## PROBLEM
The data below must be copied in full and without any change.

## SOURCE RECORDS
____
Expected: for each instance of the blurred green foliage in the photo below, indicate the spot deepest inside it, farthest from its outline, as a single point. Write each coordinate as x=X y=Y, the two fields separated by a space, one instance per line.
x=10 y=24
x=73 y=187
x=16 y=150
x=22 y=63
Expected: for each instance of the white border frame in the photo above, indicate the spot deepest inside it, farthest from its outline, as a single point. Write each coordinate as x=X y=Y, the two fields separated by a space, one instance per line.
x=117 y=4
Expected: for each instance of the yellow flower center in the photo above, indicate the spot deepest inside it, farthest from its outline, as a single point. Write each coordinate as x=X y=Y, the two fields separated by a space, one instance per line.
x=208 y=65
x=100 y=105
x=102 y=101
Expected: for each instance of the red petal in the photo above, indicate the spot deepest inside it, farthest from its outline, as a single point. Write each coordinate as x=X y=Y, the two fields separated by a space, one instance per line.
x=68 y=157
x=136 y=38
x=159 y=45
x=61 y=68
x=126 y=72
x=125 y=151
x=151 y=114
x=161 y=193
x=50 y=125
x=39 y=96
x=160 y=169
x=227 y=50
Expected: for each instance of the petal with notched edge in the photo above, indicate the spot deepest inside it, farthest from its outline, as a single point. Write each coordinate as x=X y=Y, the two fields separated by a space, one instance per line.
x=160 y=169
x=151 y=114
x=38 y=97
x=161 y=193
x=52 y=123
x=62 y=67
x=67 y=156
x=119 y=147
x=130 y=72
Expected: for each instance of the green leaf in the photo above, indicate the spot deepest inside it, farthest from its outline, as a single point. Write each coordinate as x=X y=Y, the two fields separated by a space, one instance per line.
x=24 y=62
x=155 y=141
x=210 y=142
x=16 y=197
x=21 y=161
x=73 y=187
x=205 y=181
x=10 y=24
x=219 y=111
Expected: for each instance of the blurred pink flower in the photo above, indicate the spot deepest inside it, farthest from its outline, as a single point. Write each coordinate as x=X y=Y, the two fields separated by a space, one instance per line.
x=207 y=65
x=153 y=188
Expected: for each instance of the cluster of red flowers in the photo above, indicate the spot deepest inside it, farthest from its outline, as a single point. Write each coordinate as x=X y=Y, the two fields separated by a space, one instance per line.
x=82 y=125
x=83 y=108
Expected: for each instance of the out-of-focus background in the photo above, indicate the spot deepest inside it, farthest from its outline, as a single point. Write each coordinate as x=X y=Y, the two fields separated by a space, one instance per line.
____
## RESULT FOR THIS TASK
Expected: for each instance of the blurred green foliage in the photo below, indicate the spot deepest inside it, farthest from its outline, as a single point. Write each coordinate as x=X y=Y, the two fields separated by a space, one instance per line.
x=10 y=24
x=73 y=187
x=16 y=150
x=22 y=63
Expected: for each instance of the white border frame in the photo above, indicate the spot deepest inside it, farthest from its outline, as a single point. Write each coordinate as x=X y=Y, the two fields separated by a space, one instance per line.
x=117 y=4
Expected: for each instance of the yellow flower center in the photo above, indicate the spot deepest inside it, farthest from its outline, as a single point. Write each coordinate as x=X y=Y, the two fields separated by a space, one instance per line.
x=208 y=65
x=100 y=105
x=102 y=101
Expected: for each instance of the red petal in the photo above, indicate the spot deepest inside it, farthest from its outline, as a single point. Write each coordinate as x=X y=Y, the two fields separated by a space, one instance per line.
x=68 y=157
x=136 y=38
x=159 y=45
x=61 y=68
x=126 y=72
x=125 y=151
x=151 y=114
x=161 y=193
x=50 y=125
x=39 y=96
x=160 y=169
x=227 y=50
Expected: for each instance of the petal with notched edge in the photo above, indicate the spot deepest inside it, farthest from its outline, as a single point. Write each coordinate as x=X y=Y, the two fields separated by a space, one instance per line.
x=160 y=169
x=151 y=114
x=38 y=97
x=161 y=193
x=52 y=123
x=62 y=67
x=67 y=156
x=119 y=147
x=130 y=72
Expected: for each instance of the green leaf in the photo above, indicate the spot deepest inside it, farthest from its outline, as a single point. Write each coordinate as x=X y=Y, the two fields separated by a space, one instance per line.
x=24 y=62
x=155 y=141
x=210 y=142
x=16 y=197
x=21 y=161
x=73 y=187
x=205 y=181
x=10 y=24
x=219 y=111
Expected: for each instance of the blurred pink flower in the photo above, indicate the spot deepest inside it, farthest from its outline, as a single point. Write each coordinate as x=X y=Y, the two fields separated by a space, one instance per line.
x=207 y=65
x=153 y=188
Expected: for each instance of the cluster of red flowers in the photo above, indicate the spot deepest inside it, farthest from its outline, as a single point. Write each coordinate as x=X y=Y, the two fields separated by a space, one instance per line.
x=82 y=125
x=83 y=108
Expected: for each instance of the out-of-focus background in the photo above, indicate the spot deepest inside it, farthest from its outline, as a single point. Write each coordinate as x=X y=Y, the two fields separated by a space, one instance per line.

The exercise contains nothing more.